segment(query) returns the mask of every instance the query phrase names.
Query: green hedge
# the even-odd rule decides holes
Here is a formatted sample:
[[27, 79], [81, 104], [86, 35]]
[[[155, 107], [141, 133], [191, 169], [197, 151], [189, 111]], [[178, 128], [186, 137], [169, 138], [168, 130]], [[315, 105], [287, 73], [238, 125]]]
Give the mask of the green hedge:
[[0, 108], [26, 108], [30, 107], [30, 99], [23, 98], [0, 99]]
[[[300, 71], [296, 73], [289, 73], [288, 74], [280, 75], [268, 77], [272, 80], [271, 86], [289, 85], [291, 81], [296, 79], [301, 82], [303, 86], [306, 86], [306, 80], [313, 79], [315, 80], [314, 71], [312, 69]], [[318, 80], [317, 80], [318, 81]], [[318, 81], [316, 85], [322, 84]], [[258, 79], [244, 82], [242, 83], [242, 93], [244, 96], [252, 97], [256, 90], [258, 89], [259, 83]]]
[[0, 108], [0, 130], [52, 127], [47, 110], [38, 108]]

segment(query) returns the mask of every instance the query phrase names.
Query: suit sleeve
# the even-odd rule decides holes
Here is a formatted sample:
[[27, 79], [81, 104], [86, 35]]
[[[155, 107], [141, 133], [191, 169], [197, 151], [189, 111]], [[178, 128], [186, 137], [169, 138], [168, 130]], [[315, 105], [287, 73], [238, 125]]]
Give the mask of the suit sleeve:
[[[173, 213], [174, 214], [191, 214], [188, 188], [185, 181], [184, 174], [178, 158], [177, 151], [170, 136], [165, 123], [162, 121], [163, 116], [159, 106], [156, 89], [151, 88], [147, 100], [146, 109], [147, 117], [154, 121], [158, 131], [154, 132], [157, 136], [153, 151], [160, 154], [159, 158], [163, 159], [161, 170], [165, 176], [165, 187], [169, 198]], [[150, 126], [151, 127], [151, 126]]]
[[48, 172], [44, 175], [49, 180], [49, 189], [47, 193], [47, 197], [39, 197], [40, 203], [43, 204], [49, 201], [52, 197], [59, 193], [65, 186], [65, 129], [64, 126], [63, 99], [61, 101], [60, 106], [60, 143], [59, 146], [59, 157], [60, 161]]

# Problem:
Arrange every line of the records above as a numbered list, leaving out any blank lines.

# Completed task:
1. segment(query) returns the mask of every instance the query phrase names.
2. Query: green hedge
3. # the even-odd rule decides holes
4. Here is a formatted sample:
5. [[27, 79], [81, 104], [86, 35]]
6. [[[155, 107], [141, 133], [191, 169], [197, 151], [189, 111]], [[178, 128], [186, 137], [169, 138], [168, 130]], [[315, 105], [287, 73], [238, 125]]]
7. Give the mask of the green hedge:
8. [[0, 108], [26, 108], [30, 107], [30, 99], [23, 98], [0, 99]]
9. [[[300, 71], [296, 73], [289, 73], [288, 74], [280, 75], [268, 77], [272, 80], [271, 86], [289, 85], [291, 81], [296, 79], [301, 82], [303, 86], [306, 86], [306, 80], [313, 79], [315, 80], [314, 71], [312, 69]], [[318, 80], [317, 80], [318, 81]], [[318, 81], [316, 85], [322, 84]], [[258, 79], [244, 82], [242, 83], [242, 93], [244, 96], [252, 97], [256, 90], [258, 89], [259, 83]]]
10. [[0, 108], [0, 130], [52, 127], [47, 110], [38, 108]]
11. segment(query) returns the mask of every instance the query phrase names.
12. Query: suit sleeve
13. # the even-odd rule decides holes
14. Here is a formatted sample:
15. [[27, 79], [81, 104], [86, 35]]
16. [[[155, 107], [141, 133], [191, 169], [197, 151], [189, 111]], [[178, 128], [186, 137], [169, 138], [168, 130]], [[315, 105], [287, 73], [238, 125]]]
17. Give the mask of the suit sleeve:
18. [[[173, 213], [174, 214], [191, 214], [188, 188], [185, 181], [184, 174], [178, 158], [177, 151], [170, 136], [165, 123], [162, 121], [163, 116], [159, 106], [156, 89], [151, 88], [147, 100], [146, 109], [147, 117], [154, 121], [158, 131], [154, 132], [157, 136], [153, 151], [160, 154], [159, 158], [163, 159], [161, 170], [165, 176], [165, 187], [169, 198]], [[150, 126], [151, 127], [151, 126]]]
19. [[48, 172], [44, 175], [49, 180], [49, 189], [47, 193], [47, 197], [39, 197], [40, 203], [43, 204], [49, 201], [52, 197], [59, 193], [65, 186], [65, 129], [64, 126], [63, 99], [61, 101], [60, 106], [60, 143], [59, 146], [59, 157], [60, 161]]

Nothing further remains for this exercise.